(Data items)

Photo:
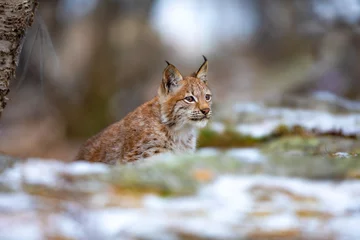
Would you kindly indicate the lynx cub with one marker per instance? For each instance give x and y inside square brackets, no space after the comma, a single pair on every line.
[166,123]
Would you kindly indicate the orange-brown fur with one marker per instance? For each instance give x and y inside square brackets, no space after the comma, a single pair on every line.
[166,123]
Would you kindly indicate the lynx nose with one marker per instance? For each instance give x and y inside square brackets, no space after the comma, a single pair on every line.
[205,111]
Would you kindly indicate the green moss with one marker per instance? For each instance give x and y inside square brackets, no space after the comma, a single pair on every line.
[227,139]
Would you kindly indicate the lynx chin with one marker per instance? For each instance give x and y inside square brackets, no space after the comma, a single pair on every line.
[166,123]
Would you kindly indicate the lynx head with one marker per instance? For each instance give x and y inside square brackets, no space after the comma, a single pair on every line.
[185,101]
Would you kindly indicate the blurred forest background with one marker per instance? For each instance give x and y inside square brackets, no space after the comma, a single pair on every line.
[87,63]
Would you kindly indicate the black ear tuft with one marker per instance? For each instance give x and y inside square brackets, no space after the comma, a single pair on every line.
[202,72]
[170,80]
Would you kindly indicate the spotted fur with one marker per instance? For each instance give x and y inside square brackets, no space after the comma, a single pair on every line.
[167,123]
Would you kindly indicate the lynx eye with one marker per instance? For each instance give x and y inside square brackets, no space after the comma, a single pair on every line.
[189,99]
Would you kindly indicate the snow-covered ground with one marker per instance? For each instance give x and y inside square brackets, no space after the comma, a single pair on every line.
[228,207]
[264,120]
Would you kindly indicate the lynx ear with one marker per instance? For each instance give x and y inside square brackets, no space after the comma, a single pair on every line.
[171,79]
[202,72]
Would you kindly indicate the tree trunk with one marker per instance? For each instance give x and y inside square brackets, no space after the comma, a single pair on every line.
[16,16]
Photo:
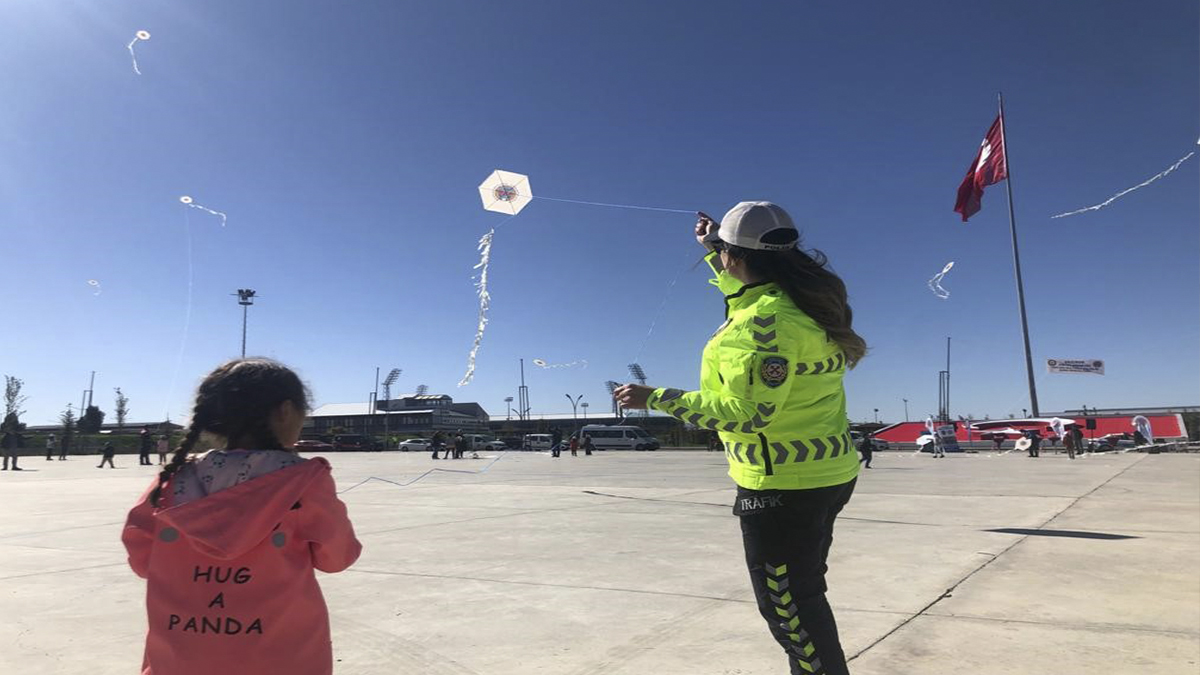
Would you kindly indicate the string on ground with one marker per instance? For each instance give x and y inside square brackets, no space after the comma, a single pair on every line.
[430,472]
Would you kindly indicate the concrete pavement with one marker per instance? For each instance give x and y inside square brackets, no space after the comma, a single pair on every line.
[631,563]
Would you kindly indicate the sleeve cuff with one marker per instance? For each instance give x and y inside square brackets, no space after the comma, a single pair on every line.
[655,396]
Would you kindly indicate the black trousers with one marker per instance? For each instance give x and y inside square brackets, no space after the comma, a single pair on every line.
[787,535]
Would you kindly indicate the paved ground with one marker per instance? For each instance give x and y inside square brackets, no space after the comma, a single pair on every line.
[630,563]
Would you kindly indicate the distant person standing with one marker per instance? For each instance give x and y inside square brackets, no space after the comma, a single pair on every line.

**WORK TO COMPLETE**. The lines from the one holding "Would you kindly indicate the tree" to the final line of the entries are to be duplicated exactly, and the pictures are to be left out.

**EXPECTED ANSWER**.
Would you kindly indicate the tree trunk with one marker per instance? For each instance give x and y inside square brackets, no space after the comma, a single pair on every line.
[16,16]
Photo:
Would you kindly indicate the string on ground with one marker per instance? For each instance give x and y inside square brackets, no space after the comma, a single pair on every line.
[430,472]
Would you kindly indicate the concrete pavement with one marker per instance? For each instance give x and y inside square brackets, no space after the comma, a single pair on every line.
[631,563]
Would you kindly indicate the sleeve cuff with one marker per instance? For each instance give x and y inside square brackets, no space after the comma, a single pair on every line.
[655,396]
Would you kindly indicate the black trousers with one marker per instance? For each instance give x and y inside square brackets, no space after the comma, a single pair on every line.
[787,535]
Would you kindly indicate the paved ground with one marker per instance? For each instance give x and y inside square brackets, no space after the comma, a single pair on every line.
[630,563]
Would you kindly indicate the distant person standing with one marker per instance? For each instance give x and y inside square brackets, no space after the comma, a single pair on every line.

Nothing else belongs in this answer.